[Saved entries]
------------------------------------

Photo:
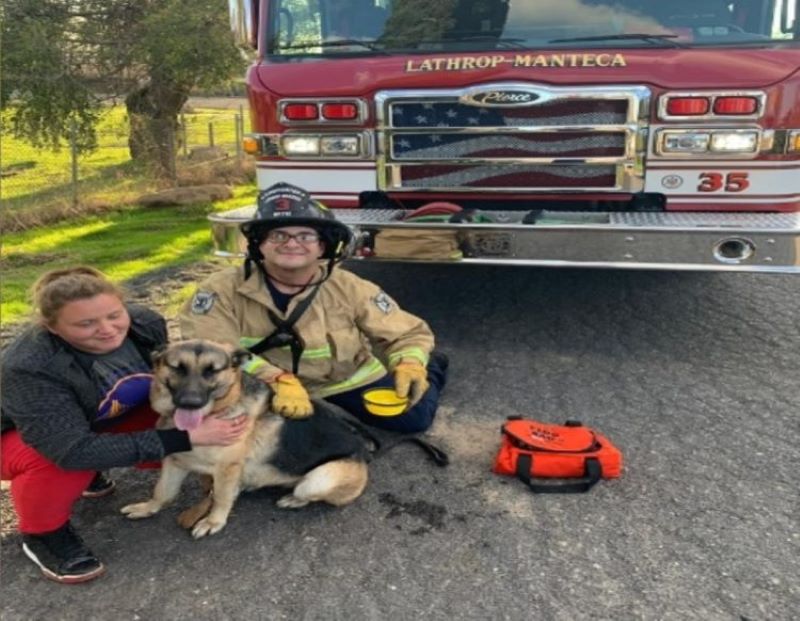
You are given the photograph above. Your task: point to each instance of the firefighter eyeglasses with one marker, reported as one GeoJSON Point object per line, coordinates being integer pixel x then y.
{"type": "Point", "coordinates": [282, 237]}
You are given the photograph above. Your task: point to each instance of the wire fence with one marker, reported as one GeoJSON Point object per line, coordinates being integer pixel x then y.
{"type": "Point", "coordinates": [66, 179]}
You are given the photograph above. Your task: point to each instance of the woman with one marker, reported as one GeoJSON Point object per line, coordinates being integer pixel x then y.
{"type": "Point", "coordinates": [74, 402]}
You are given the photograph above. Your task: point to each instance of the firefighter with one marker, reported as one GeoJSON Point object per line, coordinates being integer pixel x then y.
{"type": "Point", "coordinates": [311, 327]}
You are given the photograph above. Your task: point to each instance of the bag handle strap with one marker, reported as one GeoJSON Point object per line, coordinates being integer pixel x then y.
{"type": "Point", "coordinates": [577, 486]}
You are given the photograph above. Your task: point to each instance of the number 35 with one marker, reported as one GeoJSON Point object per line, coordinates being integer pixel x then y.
{"type": "Point", "coordinates": [732, 182]}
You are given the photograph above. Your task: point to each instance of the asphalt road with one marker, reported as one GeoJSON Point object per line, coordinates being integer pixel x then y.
{"type": "Point", "coordinates": [694, 376]}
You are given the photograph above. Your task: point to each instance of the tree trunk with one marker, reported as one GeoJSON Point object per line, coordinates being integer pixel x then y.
{"type": "Point", "coordinates": [153, 116]}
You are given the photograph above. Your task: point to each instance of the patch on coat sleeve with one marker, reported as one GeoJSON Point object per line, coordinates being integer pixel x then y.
{"type": "Point", "coordinates": [202, 302]}
{"type": "Point", "coordinates": [384, 303]}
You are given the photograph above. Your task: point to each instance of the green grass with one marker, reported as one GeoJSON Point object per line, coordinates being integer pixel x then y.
{"type": "Point", "coordinates": [44, 175]}
{"type": "Point", "coordinates": [123, 244]}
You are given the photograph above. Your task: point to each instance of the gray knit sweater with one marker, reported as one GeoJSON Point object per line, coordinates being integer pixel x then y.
{"type": "Point", "coordinates": [52, 401]}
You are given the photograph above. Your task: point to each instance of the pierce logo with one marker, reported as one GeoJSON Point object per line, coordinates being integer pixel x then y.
{"type": "Point", "coordinates": [504, 98]}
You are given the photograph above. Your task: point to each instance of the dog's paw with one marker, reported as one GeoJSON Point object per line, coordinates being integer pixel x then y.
{"type": "Point", "coordinates": [290, 501]}
{"type": "Point", "coordinates": [140, 510]}
{"type": "Point", "coordinates": [188, 518]}
{"type": "Point", "coordinates": [207, 526]}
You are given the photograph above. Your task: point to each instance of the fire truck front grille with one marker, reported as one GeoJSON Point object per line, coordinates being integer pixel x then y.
{"type": "Point", "coordinates": [452, 141]}
{"type": "Point", "coordinates": [453, 114]}
{"type": "Point", "coordinates": [438, 146]}
{"type": "Point", "coordinates": [498, 176]}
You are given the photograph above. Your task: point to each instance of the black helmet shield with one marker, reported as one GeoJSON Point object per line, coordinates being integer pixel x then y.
{"type": "Point", "coordinates": [284, 204]}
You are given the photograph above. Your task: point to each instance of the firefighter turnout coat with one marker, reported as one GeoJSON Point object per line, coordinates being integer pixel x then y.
{"type": "Point", "coordinates": [347, 320]}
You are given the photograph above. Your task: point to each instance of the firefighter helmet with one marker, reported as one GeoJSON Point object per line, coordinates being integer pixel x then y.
{"type": "Point", "coordinates": [284, 204]}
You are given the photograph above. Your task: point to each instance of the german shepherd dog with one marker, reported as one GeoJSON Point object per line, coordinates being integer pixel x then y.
{"type": "Point", "coordinates": [321, 457]}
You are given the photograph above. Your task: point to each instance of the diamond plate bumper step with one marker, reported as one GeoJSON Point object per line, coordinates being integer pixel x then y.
{"type": "Point", "coordinates": [704, 241]}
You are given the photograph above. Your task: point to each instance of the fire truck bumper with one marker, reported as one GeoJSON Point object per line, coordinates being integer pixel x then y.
{"type": "Point", "coordinates": [702, 241]}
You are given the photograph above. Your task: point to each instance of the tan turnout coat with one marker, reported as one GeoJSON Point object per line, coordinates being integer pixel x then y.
{"type": "Point", "coordinates": [348, 316]}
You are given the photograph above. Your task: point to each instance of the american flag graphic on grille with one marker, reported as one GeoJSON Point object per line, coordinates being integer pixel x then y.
{"type": "Point", "coordinates": [450, 132]}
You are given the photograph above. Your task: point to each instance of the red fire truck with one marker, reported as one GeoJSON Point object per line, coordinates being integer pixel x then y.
{"type": "Point", "coordinates": [600, 133]}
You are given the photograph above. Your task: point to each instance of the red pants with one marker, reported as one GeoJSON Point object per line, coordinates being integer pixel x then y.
{"type": "Point", "coordinates": [43, 493]}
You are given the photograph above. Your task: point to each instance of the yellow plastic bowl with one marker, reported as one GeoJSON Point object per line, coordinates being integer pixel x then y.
{"type": "Point", "coordinates": [384, 402]}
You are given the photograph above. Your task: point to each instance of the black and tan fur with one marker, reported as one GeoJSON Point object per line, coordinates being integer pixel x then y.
{"type": "Point", "coordinates": [320, 457]}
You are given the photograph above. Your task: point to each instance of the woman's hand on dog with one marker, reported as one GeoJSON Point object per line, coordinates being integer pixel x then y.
{"type": "Point", "coordinates": [216, 431]}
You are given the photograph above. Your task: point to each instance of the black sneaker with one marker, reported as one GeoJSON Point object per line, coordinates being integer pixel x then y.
{"type": "Point", "coordinates": [99, 487]}
{"type": "Point", "coordinates": [62, 556]}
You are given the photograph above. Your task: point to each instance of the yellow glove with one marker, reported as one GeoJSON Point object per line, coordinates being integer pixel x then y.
{"type": "Point", "coordinates": [291, 399]}
{"type": "Point", "coordinates": [410, 380]}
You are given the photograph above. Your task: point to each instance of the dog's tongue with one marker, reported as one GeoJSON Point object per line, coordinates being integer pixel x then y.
{"type": "Point", "coordinates": [188, 419]}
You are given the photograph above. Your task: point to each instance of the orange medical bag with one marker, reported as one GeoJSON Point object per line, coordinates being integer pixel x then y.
{"type": "Point", "coordinates": [534, 450]}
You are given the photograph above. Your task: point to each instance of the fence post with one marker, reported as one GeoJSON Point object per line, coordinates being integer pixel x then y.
{"type": "Point", "coordinates": [183, 135]}
{"type": "Point", "coordinates": [238, 131]}
{"type": "Point", "coordinates": [73, 149]}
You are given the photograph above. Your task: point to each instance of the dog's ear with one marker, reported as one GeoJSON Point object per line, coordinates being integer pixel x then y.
{"type": "Point", "coordinates": [158, 353]}
{"type": "Point", "coordinates": [239, 357]}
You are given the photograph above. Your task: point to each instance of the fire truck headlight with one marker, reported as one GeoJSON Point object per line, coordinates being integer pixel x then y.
{"type": "Point", "coordinates": [793, 141]}
{"type": "Point", "coordinates": [340, 145]}
{"type": "Point", "coordinates": [735, 142]}
{"type": "Point", "coordinates": [684, 142]}
{"type": "Point", "coordinates": [300, 145]}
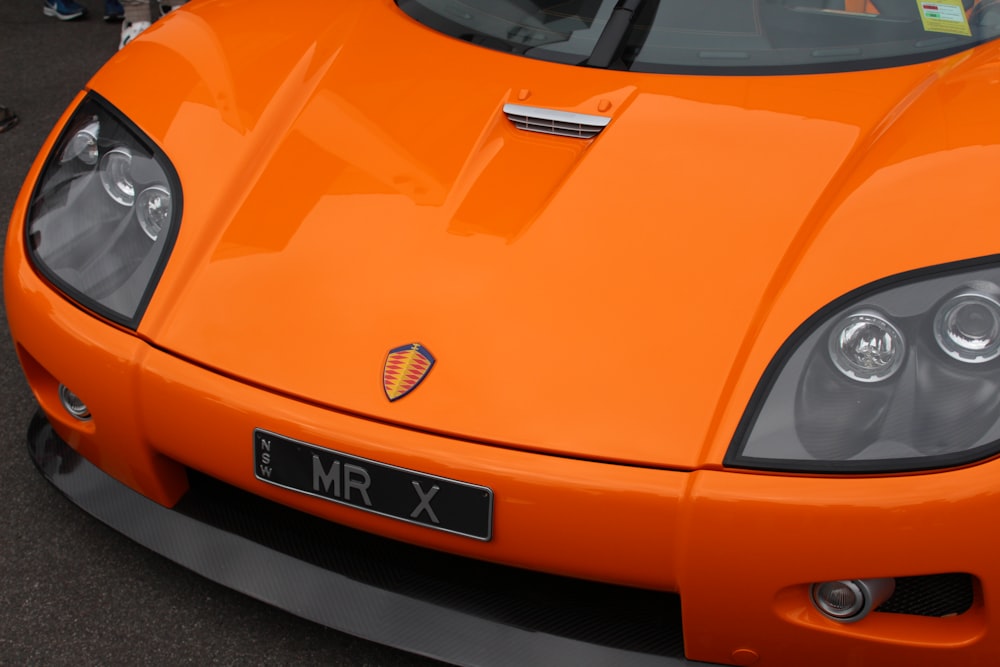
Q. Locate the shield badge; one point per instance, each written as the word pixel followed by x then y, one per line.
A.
pixel 405 367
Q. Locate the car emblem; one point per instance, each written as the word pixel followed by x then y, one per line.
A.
pixel 405 368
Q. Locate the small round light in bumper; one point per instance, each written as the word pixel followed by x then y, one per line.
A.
pixel 850 600
pixel 72 404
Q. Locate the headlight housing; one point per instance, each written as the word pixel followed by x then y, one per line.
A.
pixel 104 213
pixel 901 375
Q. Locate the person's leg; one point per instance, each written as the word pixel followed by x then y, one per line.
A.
pixel 138 17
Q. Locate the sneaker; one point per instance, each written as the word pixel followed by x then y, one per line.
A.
pixel 167 6
pixel 131 30
pixel 113 11
pixel 64 10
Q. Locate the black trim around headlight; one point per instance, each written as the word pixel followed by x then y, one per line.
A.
pixel 84 231
pixel 810 413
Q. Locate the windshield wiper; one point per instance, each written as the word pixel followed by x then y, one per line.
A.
pixel 612 40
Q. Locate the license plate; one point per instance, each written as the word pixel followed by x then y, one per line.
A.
pixel 399 493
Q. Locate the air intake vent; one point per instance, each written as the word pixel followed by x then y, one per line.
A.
pixel 552 121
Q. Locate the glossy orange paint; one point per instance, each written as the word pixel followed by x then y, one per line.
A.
pixel 754 203
pixel 352 157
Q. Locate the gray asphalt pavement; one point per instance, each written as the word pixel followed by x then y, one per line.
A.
pixel 72 591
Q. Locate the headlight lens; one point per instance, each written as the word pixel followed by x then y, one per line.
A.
pixel 900 376
pixel 104 213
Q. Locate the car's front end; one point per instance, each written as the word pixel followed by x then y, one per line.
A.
pixel 677 361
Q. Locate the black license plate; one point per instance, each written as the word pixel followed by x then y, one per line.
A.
pixel 407 495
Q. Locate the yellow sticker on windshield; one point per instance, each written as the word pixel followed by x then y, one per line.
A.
pixel 944 16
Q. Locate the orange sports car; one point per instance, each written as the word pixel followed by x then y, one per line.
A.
pixel 540 331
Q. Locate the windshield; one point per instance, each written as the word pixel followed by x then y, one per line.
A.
pixel 717 36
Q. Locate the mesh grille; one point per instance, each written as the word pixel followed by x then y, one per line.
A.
pixel 552 121
pixel 931 595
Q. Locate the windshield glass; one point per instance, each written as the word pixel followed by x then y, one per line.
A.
pixel 717 36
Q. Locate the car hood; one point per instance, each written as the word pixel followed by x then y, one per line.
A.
pixel 352 185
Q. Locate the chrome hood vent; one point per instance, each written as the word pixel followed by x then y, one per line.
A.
pixel 552 121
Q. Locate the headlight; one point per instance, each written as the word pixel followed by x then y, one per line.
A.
pixel 104 213
pixel 902 375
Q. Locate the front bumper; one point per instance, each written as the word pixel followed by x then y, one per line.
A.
pixel 426 603
pixel 726 558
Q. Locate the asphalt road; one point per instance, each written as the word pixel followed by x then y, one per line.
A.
pixel 73 591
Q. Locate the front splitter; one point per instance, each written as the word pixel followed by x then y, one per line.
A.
pixel 435 615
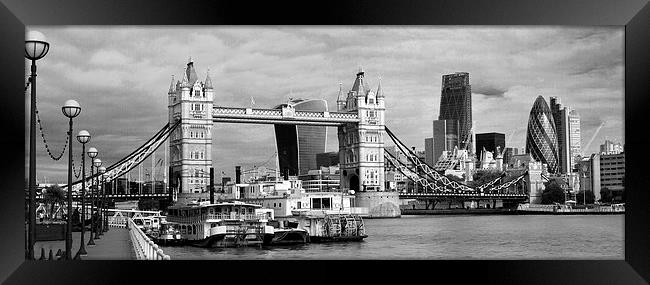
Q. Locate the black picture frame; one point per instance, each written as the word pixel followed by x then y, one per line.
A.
pixel 633 14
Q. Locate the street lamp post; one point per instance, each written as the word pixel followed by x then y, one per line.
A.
pixel 92 153
pixel 70 109
pixel 100 230
pixel 83 137
pixel 105 220
pixel 35 48
pixel 97 163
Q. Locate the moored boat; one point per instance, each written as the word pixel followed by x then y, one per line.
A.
pixel 231 224
pixel 328 226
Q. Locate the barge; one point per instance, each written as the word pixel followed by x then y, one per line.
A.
pixel 330 226
pixel 230 224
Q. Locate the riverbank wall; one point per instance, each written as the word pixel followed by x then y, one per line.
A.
pixel 379 204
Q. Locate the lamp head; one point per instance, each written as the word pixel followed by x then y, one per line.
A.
pixel 83 137
pixel 71 109
pixel 92 152
pixel 36 47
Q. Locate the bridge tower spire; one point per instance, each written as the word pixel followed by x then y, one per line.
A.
pixel 361 146
pixel 190 145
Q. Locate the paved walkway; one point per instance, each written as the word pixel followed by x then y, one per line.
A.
pixel 115 244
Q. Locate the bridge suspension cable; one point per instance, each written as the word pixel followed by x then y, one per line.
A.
pixel 409 173
pixel 136 157
pixel 426 169
pixel 447 185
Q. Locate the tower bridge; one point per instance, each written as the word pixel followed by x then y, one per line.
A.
pixel 361 130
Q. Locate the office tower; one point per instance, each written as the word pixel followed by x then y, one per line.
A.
pixel 456 104
pixel 602 171
pixel 490 142
pixel 428 151
pixel 541 138
pixel 508 154
pixel 562 128
pixel 298 145
pixel 445 137
pixel 610 147
pixel 575 140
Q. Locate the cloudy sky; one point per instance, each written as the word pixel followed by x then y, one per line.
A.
pixel 120 75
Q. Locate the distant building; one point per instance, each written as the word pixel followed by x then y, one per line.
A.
pixel 324 179
pixel 610 147
pixel 612 171
pixel 541 137
pixel 601 171
pixel 490 142
pixel 445 137
pixel 327 159
pixel 298 145
pixel 508 153
pixel 428 151
pixel 456 104
pixel 561 119
pixel 575 140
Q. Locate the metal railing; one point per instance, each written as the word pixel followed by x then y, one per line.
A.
pixel 564 209
pixel 117 222
pixel 217 216
pixel 144 248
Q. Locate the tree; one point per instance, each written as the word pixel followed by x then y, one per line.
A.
pixel 589 198
pixel 553 193
pixel 54 195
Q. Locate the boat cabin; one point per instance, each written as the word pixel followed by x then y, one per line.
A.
pixel 200 221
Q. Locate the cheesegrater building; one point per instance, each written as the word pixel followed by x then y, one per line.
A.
pixel 456 104
pixel 541 136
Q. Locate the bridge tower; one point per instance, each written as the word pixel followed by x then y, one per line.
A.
pixel 361 146
pixel 190 145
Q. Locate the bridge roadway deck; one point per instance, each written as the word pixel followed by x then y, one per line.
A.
pixel 115 244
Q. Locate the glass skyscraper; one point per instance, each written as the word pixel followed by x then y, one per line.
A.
pixel 541 136
pixel 298 145
pixel 575 141
pixel 456 104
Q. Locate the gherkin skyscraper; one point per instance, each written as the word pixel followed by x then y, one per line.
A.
pixel 541 137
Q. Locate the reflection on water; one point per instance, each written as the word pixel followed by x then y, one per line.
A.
pixel 453 237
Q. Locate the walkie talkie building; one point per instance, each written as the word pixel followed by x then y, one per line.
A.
pixel 541 137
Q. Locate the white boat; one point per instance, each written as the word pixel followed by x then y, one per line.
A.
pixel 227 224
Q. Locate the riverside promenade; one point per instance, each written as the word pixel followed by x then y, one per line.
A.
pixel 115 244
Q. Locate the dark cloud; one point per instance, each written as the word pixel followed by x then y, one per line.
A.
pixel 489 91
pixel 120 75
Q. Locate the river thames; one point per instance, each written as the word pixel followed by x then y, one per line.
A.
pixel 454 237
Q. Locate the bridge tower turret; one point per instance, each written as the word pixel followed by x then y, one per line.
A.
pixel 190 145
pixel 361 146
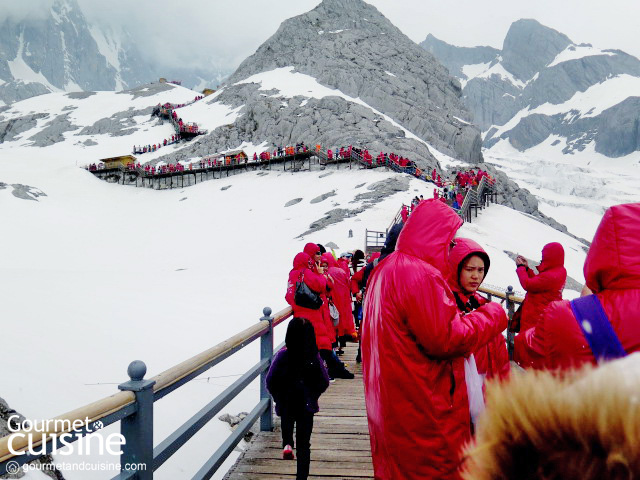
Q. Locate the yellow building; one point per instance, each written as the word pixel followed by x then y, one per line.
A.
pixel 116 162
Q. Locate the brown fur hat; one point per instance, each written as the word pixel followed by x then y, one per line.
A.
pixel 584 425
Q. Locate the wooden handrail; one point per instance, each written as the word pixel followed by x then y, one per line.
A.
pixel 106 406
pixel 500 294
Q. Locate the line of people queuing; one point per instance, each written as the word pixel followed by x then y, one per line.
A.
pixel 432 347
pixel 280 151
pixel 140 149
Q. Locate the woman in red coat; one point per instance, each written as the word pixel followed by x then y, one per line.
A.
pixel 542 289
pixel 304 267
pixel 612 272
pixel 414 343
pixel 468 266
pixel 341 296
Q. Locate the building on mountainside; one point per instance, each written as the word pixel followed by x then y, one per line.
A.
pixel 236 156
pixel 117 162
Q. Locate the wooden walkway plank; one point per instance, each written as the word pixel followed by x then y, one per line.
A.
pixel 340 448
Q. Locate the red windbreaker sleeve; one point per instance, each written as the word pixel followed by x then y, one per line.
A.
pixel 533 284
pixel 433 318
pixel 315 281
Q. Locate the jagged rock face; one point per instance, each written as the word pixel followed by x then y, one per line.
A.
pixel 454 58
pixel 59 46
pixel 538 69
pixel 348 45
pixel 529 47
pixel 329 121
pixel 66 53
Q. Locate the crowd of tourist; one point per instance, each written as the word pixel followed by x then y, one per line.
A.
pixel 442 399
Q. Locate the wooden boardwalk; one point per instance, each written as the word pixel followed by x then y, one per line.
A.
pixel 340 446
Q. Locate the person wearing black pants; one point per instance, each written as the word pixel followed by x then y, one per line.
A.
pixel 296 379
pixel 304 426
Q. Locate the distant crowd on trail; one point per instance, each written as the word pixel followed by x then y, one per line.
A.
pixel 168 109
pixel 443 399
pixel 453 192
pixel 153 147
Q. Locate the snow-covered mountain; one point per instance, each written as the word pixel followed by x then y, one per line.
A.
pixel 343 74
pixel 58 51
pixel 104 271
pixel 542 87
pixel 109 273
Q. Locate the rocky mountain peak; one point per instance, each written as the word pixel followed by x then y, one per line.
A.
pixel 529 46
pixel 348 45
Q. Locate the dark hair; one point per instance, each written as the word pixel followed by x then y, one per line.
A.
pixel 300 339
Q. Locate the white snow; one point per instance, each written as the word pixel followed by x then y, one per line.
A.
pixel 103 105
pixel 291 84
pixel 596 98
pixel 590 103
pixel 574 52
pixel 472 71
pixel 462 120
pixel 108 48
pixel 573 189
pixel 499 70
pixel 96 275
pixel 21 71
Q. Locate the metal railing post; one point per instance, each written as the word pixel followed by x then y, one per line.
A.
pixel 510 310
pixel 266 352
pixel 137 429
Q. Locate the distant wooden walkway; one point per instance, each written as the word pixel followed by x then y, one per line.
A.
pixel 340 446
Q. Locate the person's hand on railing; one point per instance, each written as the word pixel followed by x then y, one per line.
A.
pixel 522 262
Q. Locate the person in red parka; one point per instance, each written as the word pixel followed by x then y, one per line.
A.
pixel 404 213
pixel 468 267
pixel 612 272
pixel 303 268
pixel 542 289
pixel 341 296
pixel 414 343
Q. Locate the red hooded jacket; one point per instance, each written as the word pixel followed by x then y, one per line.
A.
pixel 302 264
pixel 413 347
pixel 492 359
pixel 341 295
pixel 542 289
pixel 612 272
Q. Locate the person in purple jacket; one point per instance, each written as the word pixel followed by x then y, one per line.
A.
pixel 296 379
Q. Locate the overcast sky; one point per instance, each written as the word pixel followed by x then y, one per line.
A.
pixel 225 32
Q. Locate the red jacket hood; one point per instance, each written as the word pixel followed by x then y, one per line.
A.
pixel 301 261
pixel 464 247
pixel 552 256
pixel 310 249
pixel 613 261
pixel 428 233
pixel 373 256
pixel 329 258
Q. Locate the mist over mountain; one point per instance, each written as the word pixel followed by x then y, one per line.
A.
pixel 543 87
pixel 58 50
pixel 380 90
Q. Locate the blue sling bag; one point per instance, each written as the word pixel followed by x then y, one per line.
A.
pixel 597 329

------------------------------------

TASK DESCRIPTION
From the line holding "Q. Locate the red jacket" down to the last line of the records above, restate each line exactly as written.

EXERCISE RESPONSE
Q. Locate the red jacket hood; one point per instance, each written as the word pixel followed by x then y, one per line.
A.
pixel 301 261
pixel 464 247
pixel 552 256
pixel 310 249
pixel 613 261
pixel 428 233
pixel 373 256
pixel 329 258
Q. Locate the mist over mountain; one point per instance, each written as the word pixel followed by x then y, one per line.
A.
pixel 543 87
pixel 58 50
pixel 380 90
Q. Locate the blue sling bag; one point per instance, each written as the word pixel followed by x then y, one per line.
A.
pixel 597 329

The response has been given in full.